- Recorded data
┄┄┄┄┄┄┄┄┄┄┄┄┄┄┄┄┄┄┄┄
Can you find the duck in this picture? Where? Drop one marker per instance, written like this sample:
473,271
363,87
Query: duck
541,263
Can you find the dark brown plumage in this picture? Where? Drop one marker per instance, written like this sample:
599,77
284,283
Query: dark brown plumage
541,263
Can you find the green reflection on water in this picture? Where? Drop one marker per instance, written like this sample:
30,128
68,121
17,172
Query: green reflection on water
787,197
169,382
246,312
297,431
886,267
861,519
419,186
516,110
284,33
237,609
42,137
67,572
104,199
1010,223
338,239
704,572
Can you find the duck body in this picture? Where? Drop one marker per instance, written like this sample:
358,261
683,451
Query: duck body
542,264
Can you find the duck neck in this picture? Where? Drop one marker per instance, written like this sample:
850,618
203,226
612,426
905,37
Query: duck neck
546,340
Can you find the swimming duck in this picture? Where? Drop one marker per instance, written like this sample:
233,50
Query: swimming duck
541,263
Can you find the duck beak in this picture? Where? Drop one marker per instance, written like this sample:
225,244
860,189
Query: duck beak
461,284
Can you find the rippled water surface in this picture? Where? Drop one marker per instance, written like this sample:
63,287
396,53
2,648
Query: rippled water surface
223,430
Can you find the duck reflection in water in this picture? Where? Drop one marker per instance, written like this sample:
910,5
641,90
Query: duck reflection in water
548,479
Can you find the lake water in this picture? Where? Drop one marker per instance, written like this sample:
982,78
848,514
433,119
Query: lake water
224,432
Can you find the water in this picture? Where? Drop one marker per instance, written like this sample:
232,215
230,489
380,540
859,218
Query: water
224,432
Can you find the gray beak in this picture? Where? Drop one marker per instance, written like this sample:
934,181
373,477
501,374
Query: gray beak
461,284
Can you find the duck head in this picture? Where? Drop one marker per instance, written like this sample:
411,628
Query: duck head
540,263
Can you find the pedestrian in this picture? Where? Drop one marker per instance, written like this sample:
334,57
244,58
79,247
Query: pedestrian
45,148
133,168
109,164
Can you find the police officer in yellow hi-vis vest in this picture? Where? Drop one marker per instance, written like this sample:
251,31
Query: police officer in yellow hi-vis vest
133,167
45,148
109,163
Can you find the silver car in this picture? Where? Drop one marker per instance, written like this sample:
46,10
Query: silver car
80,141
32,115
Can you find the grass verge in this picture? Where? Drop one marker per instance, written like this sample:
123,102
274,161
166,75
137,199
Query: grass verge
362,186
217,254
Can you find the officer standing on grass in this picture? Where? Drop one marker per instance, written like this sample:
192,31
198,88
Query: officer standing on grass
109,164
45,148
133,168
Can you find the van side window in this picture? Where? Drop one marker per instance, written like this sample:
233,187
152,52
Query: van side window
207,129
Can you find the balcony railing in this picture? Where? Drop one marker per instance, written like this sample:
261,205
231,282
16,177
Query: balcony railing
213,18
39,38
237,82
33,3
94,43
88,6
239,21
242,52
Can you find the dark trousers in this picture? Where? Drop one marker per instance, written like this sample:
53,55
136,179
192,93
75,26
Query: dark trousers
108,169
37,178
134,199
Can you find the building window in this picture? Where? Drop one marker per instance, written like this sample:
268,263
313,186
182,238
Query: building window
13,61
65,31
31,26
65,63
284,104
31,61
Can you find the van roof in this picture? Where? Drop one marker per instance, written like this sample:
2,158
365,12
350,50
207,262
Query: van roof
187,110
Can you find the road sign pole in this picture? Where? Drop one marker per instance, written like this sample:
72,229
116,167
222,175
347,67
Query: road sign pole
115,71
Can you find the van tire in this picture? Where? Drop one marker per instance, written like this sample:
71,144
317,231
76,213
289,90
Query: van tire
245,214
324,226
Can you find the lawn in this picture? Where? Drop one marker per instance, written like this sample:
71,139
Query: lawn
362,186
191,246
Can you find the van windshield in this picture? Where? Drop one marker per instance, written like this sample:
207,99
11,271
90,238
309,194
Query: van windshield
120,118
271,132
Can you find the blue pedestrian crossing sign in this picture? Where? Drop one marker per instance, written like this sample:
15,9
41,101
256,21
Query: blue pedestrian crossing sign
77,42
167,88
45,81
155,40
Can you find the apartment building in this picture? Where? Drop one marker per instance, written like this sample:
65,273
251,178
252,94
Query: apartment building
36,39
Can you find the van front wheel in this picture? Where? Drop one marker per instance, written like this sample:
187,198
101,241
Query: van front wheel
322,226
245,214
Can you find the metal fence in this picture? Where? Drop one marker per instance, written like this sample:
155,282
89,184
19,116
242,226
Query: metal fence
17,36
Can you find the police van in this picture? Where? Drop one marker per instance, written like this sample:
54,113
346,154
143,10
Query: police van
┄┄┄┄┄┄┄┄┄┄┄┄┄┄┄┄┄┄┄┄
- EXERCISE GOAL
Word for word, return all of the records.

- TASK ANSWER
Can you find the duck in this picture? Where? Drop one marker per instance, written like this sample:
473,271
363,87
Query: duck
541,263
Can you find the dark brown plumage in this picture? Where? Drop one marker per instance, written like this sample:
599,77
284,283
Query: dark brown plumage
541,263
Can you find the green reflection on water in this picture? Where? Drop one marker per instance, written like this sample:
30,128
68,121
17,172
Query: green reflection on water
787,197
169,382
246,312
297,431
886,267
861,519
419,186
516,110
284,33
237,609
42,137
67,572
104,199
1010,223
338,239
704,572
Can you find the duck body in this picture? Where? Drop one marker per instance, written like this sample:
358,261
683,451
Query: duck body
542,264
Can you find the duck neck in this picture? Where? Drop one marker per instance, written like this sample:
850,618
203,226
612,426
905,37
Query: duck neck
546,340
Can you find the swimming duck in this picture? Where? Drop one marker per instance, written like this sample:
233,50
Query: swimming duck
541,263
Can you find the duck beak in this picture? Where? Drop one marker per instance, written like this sample:
225,244
860,189
Query: duck beak
461,284
Can you find the rippled water surface in this picture? Where? Drop one marker per instance, written like this sample:
63,287
396,53
2,648
Query: rippled water surface
223,430
Can you find the duck reflection in water in this picture? Where? Drop one marker per instance, written like this sample:
910,5
641,90
Query: duck reflection in water
548,479
Can you find the lake water in this picture? Where? Drop one marker per instance, written like this sample:
982,78
848,514
433,119
Query: lake water
224,432
Can you find the water in this picture? Where? Drop one marker per instance, written like this sample:
232,215
230,489
380,540
859,218
Query: water
224,432
Can you find the gray beak in this picture? Where? Drop one marker per instance, written like this sample:
934,181
373,477
501,374
Query: gray beak
461,284
Can you find the duck head in this picture? Where? Drop one marker per instance, written like this sample:
411,628
Query: duck head
540,263
Can you find the pedestrian in this picture? Where? Drop one marker per instance, written like this sample:
334,57
244,58
79,247
Query: pedestrian
45,148
133,168
109,164
Can you find the police officer in yellow hi-vis vest in this picture? Where? Drop one marker per instance, written like this sample:
251,31
Query: police officer in yellow hi-vis vest
133,167
45,148
109,163
Can you find the silver car in this picture? Where? Drop one marker per instance, written like this sample:
46,10
Query: silver car
80,141
32,115
Can you find the grass verge in this picture? Where? Drop one marker per instance, written like this sample:
123,102
274,161
166,75
137,199
Query: grass verge
362,186
217,254
Can you find the officer standing on grass in this picture? Where? Drop one marker per instance, written like this sample:
192,31
198,88
Query: officer standing on grass
109,164
45,148
133,168
Can you find the van side window in this picture? Where? Drop one marker per instance, written like this sample:
233,187
152,52
Query: van side window
207,129
Can you find the balcony railing in this picture? Where? Drop one marker per instance, written like this sample:
261,205
231,282
16,177
Query: balcony railing
213,18
39,38
237,82
33,3
94,43
88,6
239,21
242,52
Can you find the dark trousers in this picture? Where? Drop one marker per instance, written like this sample:
53,55
136,179
192,93
75,26
Query: dark trousers
108,169
37,178
134,199
Can you find the building window in this picture? Where? Drop one marker per instance, written like this sample:
268,263
313,186
182,238
Query: building window
13,61
65,31
31,26
65,63
284,104
31,61
Can you find the van roof in this picture? Where? Drop one marker per instance, written like this sample:
2,158
365,12
350,50
207,262
Query: van roof
187,110
Can you find the road sign pole in this picture? Where? Drop one marker per instance, written like this sample:
72,229
116,167
222,175
347,67
Query: road sign pole
115,71
Can you find the van tire in this picture? Where? Drop one marker per instance, written like this sample:
71,144
317,231
76,213
289,90
Query: van tire
245,214
324,226
Can you find the lawn in this picture? Where? Drop one marker per instance, written like this sample:
71,139
Query: lawn
362,186
191,246
Can you find the van windshield in this picture? Where? Drop one marker per instance, written like this sample:
207,99
11,271
90,238
309,194
Query: van windshield
120,118
271,132
Can you find the blue pedestrian crossing sign in this picture? Where? Drop one marker per instance, written like this sample:
15,9
41,101
256,21
Query: blue pedestrian crossing sign
77,42
167,88
45,81
155,40
Can you find the apartment building in this picture? Where? Drop one marker per instance, written like this sample:
65,273
251,178
252,94
Query: apartment building
36,39
Can you find the van front wheel in this picture? Where? Drop one marker per instance, written like this sample:
187,198
101,241
Query: van front wheel
322,226
245,214
Can you find the metal fence in this picture? Where? Drop one marker per instance, written like this sample:
155,282
89,184
19,116
242,226
Query: metal fence
17,36
Can you find the police van in this picture? Where? Drop one marker per instance, written like this sample:
54,113
346,154
143,10
Query: police van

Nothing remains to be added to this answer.